GIVEN INSTRUCTION 1: Retype the part of the No Regret article that begins at the words "No Regret is a 2006" and stops after the words "gay Korean filmmaker.".

TEXT:
— start —
- Theatrical poster
- Hangul: 후회하지 않아
- Hanja: 後悔하지 않아
- RR: Huhoehaji ana
- MR: Huhoehaji ana
- Directed by: Lee-Song Hee-il
- Written by: Leesong Hee-il
- Produced by: Kim-Jho Gwangsoo
- Starring: Lee Yeong-hoon; Kim Nam-gil;
- Cinematography: Yun Ji-woon
- Edited by: Leesong Hee-il; Lee Jung-min;
- Music by: Lee Byung-hoon
- Distributed by: CJ Entertainment
- Release date: November 16, 2006;
- Running time: 114 minutes
- Country: South Korea
- Language: Korean
- Budget: US$100,000
- Box office: US$305,103

= No Regret (film) =

No Regret is a 2006 South Korean film and the feature film directorial debut of Lee-Song Hee-il, based on his earlier short Good Romance. No Regret is also regarded as "the first 'real' Korean gay feature", (although earlier South Korean films, such as Road Movie, released in 2002, have dealt with gay relationships), and is also the first South Korean feature to be directed by an openly gay Korean filmmaker.

== Plot ==
Su-min is an orphan who, having turned 18, is required to leave his orphanage. Unable to pay for university, he heads for Seoul where he works various jobs to pay for computer classes. One of those jobs is driving drunks home from bars. After losing his factory job, Su-min ends up taking a job at a host bar. Initially the boss of this host bar is reluctant to take him on, as he knows from experience that openly gay hosts will often leave when they become romantically involved with one of their clients. Having given up on love, Su-min believes that this won't happen to him, until one day a man from his past enters the host bar. That man, Jae-min, is a former driving client, who has fallen in love with Su-min. Su-min refuses his advances, and accepts him as a client only once, and threatens to kill him if he hires him again. Jae-min is undeterred, and after several weeks go by, Su-min gives in. They are very happy in their relationship until Jae-min's mother discovers them together. She orders Jae-min to marry the woman he's been dating halfheartedly. Su-min is angry. With another man from the host bar, they kidnap Jae-min one night and take him to a shallow grave in the forest. Su-min watches passively as his colleague throws dirt on Jae-min, but eventually moves to stop the plan. His colleague, already depressed over a two-timing girlfriend, whacks Su-min with the shovel and leaves the two there in the grave. Jae-min later awakens and takes Su-min to the car and they crash into a tree while going back. As dawn breaks, the two of them start to regain consciousness at the same time cops show up at the scene but inside, without paying attention to the cops, Su-min and Jae-min silently reconcile.
— end —
SOURCE MATERIAL:
— start —
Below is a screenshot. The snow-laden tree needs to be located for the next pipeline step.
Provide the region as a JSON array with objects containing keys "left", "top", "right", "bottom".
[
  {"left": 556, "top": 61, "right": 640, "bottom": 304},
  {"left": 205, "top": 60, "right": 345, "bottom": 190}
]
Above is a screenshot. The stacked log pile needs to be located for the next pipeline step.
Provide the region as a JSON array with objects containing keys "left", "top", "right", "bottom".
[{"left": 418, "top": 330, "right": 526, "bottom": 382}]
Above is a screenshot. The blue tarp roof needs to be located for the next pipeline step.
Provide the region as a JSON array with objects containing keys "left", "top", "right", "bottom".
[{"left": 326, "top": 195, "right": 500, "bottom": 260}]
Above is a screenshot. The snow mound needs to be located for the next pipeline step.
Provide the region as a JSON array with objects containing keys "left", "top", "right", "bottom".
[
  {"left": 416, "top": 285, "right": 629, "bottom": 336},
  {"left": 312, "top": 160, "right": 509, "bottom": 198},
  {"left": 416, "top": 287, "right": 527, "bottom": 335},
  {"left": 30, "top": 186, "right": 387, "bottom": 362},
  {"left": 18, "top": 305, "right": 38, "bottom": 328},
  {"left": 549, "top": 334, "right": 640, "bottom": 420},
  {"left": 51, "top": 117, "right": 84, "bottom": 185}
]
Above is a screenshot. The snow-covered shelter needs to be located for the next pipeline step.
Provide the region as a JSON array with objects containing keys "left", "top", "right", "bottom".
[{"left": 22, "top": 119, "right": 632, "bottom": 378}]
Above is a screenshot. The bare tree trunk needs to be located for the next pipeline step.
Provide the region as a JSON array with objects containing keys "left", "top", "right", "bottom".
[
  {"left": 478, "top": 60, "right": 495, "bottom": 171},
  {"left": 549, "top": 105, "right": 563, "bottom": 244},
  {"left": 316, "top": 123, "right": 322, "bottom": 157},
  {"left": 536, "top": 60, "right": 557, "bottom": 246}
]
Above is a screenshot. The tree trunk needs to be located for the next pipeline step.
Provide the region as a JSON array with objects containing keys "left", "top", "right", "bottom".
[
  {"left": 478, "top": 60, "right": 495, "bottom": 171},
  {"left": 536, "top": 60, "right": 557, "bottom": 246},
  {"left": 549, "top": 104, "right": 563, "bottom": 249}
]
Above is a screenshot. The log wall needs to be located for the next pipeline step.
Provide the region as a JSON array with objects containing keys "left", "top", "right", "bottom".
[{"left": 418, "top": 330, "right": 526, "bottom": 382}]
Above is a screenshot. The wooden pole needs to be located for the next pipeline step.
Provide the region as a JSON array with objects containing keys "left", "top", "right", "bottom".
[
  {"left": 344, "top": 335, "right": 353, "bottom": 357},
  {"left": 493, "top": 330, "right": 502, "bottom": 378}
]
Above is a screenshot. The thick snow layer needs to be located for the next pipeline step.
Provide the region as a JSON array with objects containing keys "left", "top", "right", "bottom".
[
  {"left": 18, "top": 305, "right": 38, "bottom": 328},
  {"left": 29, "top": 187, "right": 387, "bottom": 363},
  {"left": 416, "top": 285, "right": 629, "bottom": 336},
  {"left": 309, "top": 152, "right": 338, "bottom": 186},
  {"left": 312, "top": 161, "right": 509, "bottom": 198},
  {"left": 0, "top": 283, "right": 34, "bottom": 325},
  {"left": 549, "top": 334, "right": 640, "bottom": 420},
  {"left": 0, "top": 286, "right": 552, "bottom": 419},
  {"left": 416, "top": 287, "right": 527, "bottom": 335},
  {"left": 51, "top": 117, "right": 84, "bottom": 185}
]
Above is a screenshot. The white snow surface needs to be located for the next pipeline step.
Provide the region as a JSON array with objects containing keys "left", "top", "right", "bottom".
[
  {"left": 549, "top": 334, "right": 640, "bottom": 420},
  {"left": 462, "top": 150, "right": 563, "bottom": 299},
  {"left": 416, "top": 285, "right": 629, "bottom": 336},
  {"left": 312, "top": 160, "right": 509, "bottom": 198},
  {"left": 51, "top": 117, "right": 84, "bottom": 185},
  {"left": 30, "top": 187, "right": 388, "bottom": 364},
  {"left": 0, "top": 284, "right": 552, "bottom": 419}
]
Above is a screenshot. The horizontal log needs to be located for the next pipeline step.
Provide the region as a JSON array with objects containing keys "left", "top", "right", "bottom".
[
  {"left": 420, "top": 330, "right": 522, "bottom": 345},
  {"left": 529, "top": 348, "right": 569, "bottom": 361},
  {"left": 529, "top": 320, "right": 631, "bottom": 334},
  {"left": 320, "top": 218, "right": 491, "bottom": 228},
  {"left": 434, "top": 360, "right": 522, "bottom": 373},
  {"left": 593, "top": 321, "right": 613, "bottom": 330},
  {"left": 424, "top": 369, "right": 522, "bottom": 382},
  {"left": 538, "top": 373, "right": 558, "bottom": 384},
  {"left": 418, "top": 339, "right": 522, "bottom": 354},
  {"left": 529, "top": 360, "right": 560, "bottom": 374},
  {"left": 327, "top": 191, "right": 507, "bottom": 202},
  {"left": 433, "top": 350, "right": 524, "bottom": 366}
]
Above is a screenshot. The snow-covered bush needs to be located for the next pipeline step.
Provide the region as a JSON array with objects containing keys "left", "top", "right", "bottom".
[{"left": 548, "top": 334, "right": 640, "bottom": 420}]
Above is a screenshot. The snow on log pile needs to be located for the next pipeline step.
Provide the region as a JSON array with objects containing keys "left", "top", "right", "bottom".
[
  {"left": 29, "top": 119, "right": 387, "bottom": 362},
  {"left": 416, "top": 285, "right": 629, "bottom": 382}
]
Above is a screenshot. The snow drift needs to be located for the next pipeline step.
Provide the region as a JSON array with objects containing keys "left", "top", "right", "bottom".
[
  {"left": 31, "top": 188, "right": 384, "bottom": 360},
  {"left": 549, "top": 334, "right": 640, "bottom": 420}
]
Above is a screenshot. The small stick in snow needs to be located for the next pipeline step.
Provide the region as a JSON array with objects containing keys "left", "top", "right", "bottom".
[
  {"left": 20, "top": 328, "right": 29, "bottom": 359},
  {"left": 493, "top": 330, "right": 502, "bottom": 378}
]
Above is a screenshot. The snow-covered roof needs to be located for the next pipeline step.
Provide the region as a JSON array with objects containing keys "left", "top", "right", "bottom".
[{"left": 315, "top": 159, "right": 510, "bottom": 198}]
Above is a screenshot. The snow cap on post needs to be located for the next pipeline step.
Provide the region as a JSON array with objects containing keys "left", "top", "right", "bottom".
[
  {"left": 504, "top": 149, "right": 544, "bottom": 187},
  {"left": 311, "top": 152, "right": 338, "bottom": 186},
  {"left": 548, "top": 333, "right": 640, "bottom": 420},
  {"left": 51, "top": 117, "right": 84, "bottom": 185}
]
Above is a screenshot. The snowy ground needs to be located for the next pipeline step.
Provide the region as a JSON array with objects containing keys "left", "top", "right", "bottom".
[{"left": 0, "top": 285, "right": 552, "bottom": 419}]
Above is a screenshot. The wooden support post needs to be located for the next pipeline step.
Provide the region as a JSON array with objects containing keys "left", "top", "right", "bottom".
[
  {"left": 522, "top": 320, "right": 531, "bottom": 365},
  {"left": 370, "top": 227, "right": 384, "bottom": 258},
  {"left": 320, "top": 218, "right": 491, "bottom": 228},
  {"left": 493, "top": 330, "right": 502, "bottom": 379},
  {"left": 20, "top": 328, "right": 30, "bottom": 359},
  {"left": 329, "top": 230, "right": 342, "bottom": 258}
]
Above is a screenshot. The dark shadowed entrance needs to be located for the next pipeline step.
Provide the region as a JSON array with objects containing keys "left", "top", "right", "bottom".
— end —
GIVEN INSTRUCTION 2: How many lines in the listing above contain the string "wooden", counting only matches with the same case? Reply with the number alone.

FULL RESPONSE 1:
No Regret is a 2006 South Korean film and the feature film directorial debut of Lee-Song Hee-il, based on his earlier short Good Romance. No Regret is also regarded as "the first 'real' Korean gay feature", (although earlier South Korean films, such as Road Movie, released in 2002, have dealt with gay relationships), and is also the first South Korean feature to be directed by an openly gay Korean filmmaker.

FULL RESPONSE 2: 2